### Region labeling records
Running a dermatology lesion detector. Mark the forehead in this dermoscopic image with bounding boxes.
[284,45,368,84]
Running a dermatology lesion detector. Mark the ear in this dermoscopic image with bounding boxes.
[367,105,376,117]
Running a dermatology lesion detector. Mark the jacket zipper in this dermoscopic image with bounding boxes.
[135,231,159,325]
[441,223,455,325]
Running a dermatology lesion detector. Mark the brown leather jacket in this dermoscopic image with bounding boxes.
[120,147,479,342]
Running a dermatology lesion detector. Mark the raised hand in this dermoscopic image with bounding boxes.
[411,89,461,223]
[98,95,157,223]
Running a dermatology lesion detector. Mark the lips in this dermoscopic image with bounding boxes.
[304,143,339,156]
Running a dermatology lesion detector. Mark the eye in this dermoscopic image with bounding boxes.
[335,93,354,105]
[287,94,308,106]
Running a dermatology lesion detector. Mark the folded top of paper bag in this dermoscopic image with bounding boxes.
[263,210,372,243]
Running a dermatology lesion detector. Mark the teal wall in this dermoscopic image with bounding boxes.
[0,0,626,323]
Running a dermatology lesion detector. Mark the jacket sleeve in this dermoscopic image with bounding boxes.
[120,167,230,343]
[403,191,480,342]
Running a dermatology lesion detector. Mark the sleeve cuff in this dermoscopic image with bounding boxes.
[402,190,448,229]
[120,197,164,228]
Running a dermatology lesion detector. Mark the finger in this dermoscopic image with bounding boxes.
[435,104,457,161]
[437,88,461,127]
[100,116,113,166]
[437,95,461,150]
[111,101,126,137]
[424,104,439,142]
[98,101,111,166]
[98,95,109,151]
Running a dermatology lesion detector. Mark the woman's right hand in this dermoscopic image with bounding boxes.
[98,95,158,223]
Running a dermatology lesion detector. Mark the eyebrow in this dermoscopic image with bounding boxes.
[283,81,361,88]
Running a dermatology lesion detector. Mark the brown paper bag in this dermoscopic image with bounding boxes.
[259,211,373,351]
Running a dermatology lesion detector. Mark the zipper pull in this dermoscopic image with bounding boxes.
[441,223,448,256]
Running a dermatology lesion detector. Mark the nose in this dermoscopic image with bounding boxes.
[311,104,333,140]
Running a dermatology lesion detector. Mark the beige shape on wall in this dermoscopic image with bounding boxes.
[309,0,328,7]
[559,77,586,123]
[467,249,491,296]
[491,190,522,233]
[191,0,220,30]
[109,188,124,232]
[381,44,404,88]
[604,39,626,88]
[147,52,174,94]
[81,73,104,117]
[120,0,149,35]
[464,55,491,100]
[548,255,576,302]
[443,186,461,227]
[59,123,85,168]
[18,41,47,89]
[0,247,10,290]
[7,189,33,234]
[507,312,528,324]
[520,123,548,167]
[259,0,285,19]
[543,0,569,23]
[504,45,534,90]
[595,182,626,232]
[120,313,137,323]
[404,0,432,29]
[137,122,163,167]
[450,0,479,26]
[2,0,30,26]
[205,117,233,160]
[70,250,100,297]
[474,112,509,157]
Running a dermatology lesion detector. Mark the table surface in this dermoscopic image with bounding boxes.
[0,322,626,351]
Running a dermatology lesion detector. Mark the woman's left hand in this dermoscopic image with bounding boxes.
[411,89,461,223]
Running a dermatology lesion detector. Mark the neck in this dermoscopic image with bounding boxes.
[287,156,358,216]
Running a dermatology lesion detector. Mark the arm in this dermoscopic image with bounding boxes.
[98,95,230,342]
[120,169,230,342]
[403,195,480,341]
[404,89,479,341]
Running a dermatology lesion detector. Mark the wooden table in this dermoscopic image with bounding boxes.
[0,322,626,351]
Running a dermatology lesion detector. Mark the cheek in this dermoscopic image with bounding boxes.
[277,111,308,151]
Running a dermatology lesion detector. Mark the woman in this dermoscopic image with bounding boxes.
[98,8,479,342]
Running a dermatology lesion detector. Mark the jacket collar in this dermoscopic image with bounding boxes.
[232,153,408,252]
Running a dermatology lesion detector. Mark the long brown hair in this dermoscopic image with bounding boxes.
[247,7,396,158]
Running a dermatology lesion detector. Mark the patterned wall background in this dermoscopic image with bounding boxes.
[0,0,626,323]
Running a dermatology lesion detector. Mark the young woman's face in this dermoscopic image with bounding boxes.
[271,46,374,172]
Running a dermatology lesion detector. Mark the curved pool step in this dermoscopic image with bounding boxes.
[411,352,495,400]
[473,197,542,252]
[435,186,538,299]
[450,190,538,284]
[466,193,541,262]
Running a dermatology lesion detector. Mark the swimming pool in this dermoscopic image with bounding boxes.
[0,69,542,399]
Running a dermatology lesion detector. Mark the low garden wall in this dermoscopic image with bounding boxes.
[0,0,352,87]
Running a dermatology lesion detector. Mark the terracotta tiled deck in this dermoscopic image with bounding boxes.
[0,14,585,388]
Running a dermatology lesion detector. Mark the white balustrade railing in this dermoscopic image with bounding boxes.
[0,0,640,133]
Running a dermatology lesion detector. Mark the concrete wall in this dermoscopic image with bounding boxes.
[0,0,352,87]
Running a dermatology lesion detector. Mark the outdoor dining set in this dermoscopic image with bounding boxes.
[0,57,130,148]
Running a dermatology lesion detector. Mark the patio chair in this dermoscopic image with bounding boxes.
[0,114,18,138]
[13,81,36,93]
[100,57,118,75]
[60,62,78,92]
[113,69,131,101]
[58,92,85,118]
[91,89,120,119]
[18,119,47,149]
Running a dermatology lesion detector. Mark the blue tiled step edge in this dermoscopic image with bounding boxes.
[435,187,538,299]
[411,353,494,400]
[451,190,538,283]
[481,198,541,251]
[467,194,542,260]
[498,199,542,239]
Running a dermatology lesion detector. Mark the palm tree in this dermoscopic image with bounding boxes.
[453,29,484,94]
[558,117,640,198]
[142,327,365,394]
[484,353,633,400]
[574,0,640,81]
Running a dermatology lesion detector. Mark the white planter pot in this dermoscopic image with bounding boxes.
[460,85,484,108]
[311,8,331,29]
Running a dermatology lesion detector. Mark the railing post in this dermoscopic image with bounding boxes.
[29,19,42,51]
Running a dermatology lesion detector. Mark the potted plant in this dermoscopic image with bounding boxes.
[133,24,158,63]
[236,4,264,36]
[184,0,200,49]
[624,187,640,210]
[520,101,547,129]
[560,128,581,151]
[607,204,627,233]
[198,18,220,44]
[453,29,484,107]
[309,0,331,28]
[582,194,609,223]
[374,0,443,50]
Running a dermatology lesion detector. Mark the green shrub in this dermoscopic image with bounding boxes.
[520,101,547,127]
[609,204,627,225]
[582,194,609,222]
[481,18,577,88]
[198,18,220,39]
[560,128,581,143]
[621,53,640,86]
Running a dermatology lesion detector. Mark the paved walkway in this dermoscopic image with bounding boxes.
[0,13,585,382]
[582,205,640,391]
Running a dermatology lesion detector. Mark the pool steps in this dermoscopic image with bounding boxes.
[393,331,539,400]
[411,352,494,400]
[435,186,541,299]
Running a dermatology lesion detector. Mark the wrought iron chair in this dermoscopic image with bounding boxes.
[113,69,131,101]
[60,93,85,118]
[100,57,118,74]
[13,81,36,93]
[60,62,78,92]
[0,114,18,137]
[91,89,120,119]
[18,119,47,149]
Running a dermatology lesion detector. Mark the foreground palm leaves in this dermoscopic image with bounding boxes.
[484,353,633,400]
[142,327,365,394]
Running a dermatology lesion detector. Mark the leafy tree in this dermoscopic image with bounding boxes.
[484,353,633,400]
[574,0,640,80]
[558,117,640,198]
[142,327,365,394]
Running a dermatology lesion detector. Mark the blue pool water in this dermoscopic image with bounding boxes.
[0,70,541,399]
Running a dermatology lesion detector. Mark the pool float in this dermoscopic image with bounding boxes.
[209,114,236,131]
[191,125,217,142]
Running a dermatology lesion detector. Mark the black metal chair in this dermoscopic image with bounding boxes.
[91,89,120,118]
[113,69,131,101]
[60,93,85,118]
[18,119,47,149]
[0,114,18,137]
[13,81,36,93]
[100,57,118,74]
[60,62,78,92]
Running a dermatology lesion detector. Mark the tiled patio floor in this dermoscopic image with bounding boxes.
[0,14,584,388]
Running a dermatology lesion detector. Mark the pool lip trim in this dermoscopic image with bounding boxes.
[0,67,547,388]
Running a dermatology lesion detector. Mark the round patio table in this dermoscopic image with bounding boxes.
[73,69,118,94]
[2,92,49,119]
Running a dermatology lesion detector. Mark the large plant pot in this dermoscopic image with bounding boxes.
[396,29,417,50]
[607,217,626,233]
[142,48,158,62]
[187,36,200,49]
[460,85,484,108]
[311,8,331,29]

### AIM
Copy out word for word every line starting at the one that contains "Running a dermatology lesion detector. Mark the round" and ending with the last line of the entries.

### FINAL RESULT
Running a dermatology lesion detector. Mark the round patio table in this dermoscopic image with bounding boxes.
[73,69,118,94]
[2,92,49,119]
Running a dermatology lesion detector. Mark the large plant pot in this dermoscopic image with bounding boxes.
[396,29,417,50]
[607,217,626,233]
[142,48,158,62]
[187,36,200,49]
[460,85,484,108]
[311,8,331,29]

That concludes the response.